GOAL — Return the material below verbatim, starting at its first line and ending at the line containing "[[26, 9], [24, 9], [23, 30], [26, 31]]", with both ends included. Leave the pictures out of the answer.

DATASET —
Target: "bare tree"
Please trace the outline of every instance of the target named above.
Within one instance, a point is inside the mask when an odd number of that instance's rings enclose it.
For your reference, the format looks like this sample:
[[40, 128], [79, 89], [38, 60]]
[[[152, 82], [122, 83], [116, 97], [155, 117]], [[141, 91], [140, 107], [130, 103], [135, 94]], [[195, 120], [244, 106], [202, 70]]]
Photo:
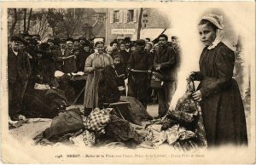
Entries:
[[26, 9], [24, 9], [23, 30], [26, 31]]
[[47, 21], [52, 28], [52, 35], [55, 37], [55, 29], [59, 22], [63, 21], [63, 15], [61, 12], [61, 9], [49, 9], [47, 14]]
[[31, 20], [31, 17], [32, 17], [32, 9], [30, 9], [29, 15], [28, 15], [28, 19], [27, 19], [27, 27], [26, 27], [26, 31], [29, 31], [29, 28], [30, 28], [30, 20]]
[[41, 10], [35, 13], [33, 16], [36, 17], [36, 22], [30, 29], [32, 33], [40, 35], [42, 40], [47, 37], [50, 32], [50, 26], [47, 22], [47, 15], [48, 11], [45, 9], [41, 9]]
[[9, 29], [9, 36], [12, 37], [14, 35], [14, 31], [15, 31], [15, 28], [18, 20], [18, 14], [17, 14], [17, 9], [12, 9], [14, 11], [14, 21], [11, 25], [11, 27]]
[[63, 13], [64, 20], [62, 23], [67, 37], [72, 37], [78, 26], [81, 24], [84, 13], [84, 9], [70, 9]]

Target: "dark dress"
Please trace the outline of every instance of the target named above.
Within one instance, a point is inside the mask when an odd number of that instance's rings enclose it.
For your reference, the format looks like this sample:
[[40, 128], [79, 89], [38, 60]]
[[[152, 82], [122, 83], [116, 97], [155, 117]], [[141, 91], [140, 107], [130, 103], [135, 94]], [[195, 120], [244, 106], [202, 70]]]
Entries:
[[200, 58], [195, 80], [201, 81], [198, 89], [209, 146], [247, 144], [243, 104], [232, 78], [234, 62], [234, 52], [223, 43], [212, 49], [206, 47]]

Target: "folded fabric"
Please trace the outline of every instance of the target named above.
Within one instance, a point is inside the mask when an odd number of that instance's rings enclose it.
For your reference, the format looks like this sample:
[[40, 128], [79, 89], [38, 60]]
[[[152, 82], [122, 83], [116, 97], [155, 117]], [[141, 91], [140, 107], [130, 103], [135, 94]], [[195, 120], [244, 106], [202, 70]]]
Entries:
[[95, 144], [95, 134], [85, 130], [78, 136], [70, 137], [69, 140], [77, 146], [92, 146]]
[[178, 127], [178, 125], [174, 125], [166, 130], [167, 142], [169, 145], [173, 144], [179, 138]]
[[94, 109], [84, 122], [85, 128], [91, 131], [100, 131], [104, 128], [107, 123], [110, 122], [109, 113], [111, 111], [113, 108]]
[[86, 146], [92, 146], [95, 144], [95, 134], [85, 130], [83, 134], [83, 141]]
[[48, 84], [35, 83], [34, 89], [48, 90], [48, 89], [50, 89], [50, 87]]

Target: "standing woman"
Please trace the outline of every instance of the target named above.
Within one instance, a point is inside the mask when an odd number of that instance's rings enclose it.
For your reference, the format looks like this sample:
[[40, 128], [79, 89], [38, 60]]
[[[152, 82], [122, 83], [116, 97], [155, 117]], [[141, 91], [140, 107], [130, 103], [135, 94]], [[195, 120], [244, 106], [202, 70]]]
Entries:
[[84, 116], [99, 106], [98, 89], [99, 82], [102, 79], [102, 71], [106, 66], [113, 65], [112, 57], [104, 53], [103, 42], [96, 42], [95, 48], [96, 51], [86, 59], [84, 66], [84, 72], [88, 73], [84, 98]]
[[201, 81], [192, 96], [201, 101], [208, 145], [247, 145], [243, 104], [232, 78], [235, 54], [219, 37], [222, 17], [207, 14], [198, 29], [206, 47], [199, 61], [200, 71], [192, 72], [190, 77]]

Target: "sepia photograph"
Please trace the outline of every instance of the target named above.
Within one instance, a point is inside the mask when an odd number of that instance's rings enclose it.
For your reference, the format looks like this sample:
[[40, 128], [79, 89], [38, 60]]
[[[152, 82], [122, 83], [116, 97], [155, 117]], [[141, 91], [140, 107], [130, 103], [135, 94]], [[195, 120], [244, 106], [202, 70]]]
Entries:
[[3, 163], [255, 163], [254, 2], [1, 3]]

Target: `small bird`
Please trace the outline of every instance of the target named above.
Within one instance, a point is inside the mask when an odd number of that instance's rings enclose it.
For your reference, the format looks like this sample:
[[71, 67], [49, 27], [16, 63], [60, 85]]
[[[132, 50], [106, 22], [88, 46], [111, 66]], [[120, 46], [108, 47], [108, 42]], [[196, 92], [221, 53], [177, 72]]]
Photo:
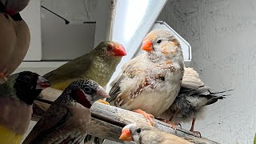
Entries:
[[95, 82], [73, 82], [50, 106], [23, 143], [80, 143], [90, 124], [90, 106], [105, 98], [109, 94]]
[[192, 119], [190, 131], [201, 136], [200, 132], [194, 131], [194, 122], [197, 118], [203, 115], [206, 106], [215, 103], [226, 95], [221, 94], [230, 91], [225, 90], [217, 93], [210, 91], [210, 88], [201, 81], [199, 74], [193, 68], [185, 68], [180, 92], [170, 108], [158, 118], [170, 119], [170, 122], [179, 123], [187, 122]]
[[122, 130], [119, 139], [134, 141], [137, 144], [192, 144], [182, 138], [163, 132], [145, 122], [126, 125]]
[[90, 53], [62, 65], [43, 77], [51, 82], [52, 88], [61, 90], [81, 78], [91, 79], [105, 87], [125, 55], [126, 52], [121, 44], [110, 41], [102, 42]]
[[151, 118], [168, 109], [180, 90], [183, 55], [180, 44], [163, 29], [149, 33], [142, 42], [146, 52], [123, 65], [113, 81], [107, 101], [118, 107]]
[[2, 144], [19, 144], [32, 115], [32, 104], [50, 83], [36, 73], [23, 71], [0, 85], [0, 139]]
[[29, 4], [30, 0], [0, 0], [0, 3], [4, 6], [2, 9], [9, 15], [14, 15], [24, 10]]
[[1, 83], [18, 67], [28, 51], [30, 29], [18, 13], [28, 2], [28, 0], [0, 1]]

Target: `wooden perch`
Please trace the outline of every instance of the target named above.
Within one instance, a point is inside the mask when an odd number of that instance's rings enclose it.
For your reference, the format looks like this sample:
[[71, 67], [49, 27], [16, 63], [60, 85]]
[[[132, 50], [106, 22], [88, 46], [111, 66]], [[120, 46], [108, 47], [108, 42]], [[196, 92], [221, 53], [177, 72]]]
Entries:
[[[52, 88], [47, 88], [42, 93], [41, 99], [46, 103], [54, 102], [60, 94], [62, 91]], [[38, 120], [46, 110], [50, 104], [45, 102], [35, 103], [34, 107], [34, 113], [37, 113], [37, 117], [34, 115], [34, 120]], [[38, 109], [40, 108], [40, 109]], [[109, 139], [118, 142], [123, 142], [119, 140], [119, 135], [123, 126], [127, 124], [135, 122], [146, 122], [144, 117], [139, 114], [132, 111], [126, 110], [112, 106], [104, 105], [100, 102], [95, 102], [91, 107], [92, 123], [90, 125], [90, 134]], [[175, 134], [178, 137], [183, 138], [191, 142], [197, 144], [217, 144], [218, 142], [209, 140], [205, 138], [199, 138], [184, 129], [177, 128], [174, 130], [165, 122], [154, 119], [156, 127], [161, 130]]]

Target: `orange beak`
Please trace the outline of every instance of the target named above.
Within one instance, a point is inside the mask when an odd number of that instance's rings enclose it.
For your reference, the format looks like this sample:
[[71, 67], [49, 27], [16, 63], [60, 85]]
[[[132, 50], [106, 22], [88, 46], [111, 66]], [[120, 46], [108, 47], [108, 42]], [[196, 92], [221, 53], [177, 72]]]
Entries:
[[120, 45], [118, 47], [115, 47], [114, 53], [114, 56], [118, 56], [118, 57], [122, 57], [127, 54], [126, 49], [122, 45]]
[[152, 51], [152, 42], [149, 39], [145, 39], [142, 42], [142, 50], [146, 51]]
[[125, 128], [122, 130], [119, 139], [123, 141], [133, 141], [133, 138], [131, 138], [131, 133], [128, 128]]

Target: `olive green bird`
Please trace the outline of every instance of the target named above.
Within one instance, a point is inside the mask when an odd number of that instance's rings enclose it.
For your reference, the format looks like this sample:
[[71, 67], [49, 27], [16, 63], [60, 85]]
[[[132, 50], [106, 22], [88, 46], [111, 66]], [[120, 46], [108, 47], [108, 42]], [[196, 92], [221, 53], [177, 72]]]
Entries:
[[1, 144], [20, 144], [32, 115], [32, 104], [41, 91], [50, 86], [36, 73], [13, 74], [0, 85]]
[[61, 90], [80, 78], [91, 79], [106, 87], [125, 55], [126, 52], [120, 43], [102, 42], [90, 53], [62, 65], [43, 77], [50, 82], [52, 88]]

THE REPLY —
Target: "bare tree"
Please trace the outline of every instance of the target named above.
Within one instance, a point is inside the mask when an odd number of that instance's rings enclose it.
For your reference, the format looks like this sample:
[[40, 128], [79, 89], [38, 60]]
[[[152, 82], [122, 83], [116, 97], [155, 117]], [[141, 91], [140, 107], [130, 103], [135, 94]], [[195, 120], [244, 106], [202, 70]]]
Photo:
Entries:
[[26, 9], [24, 9], [23, 30], [26, 31]]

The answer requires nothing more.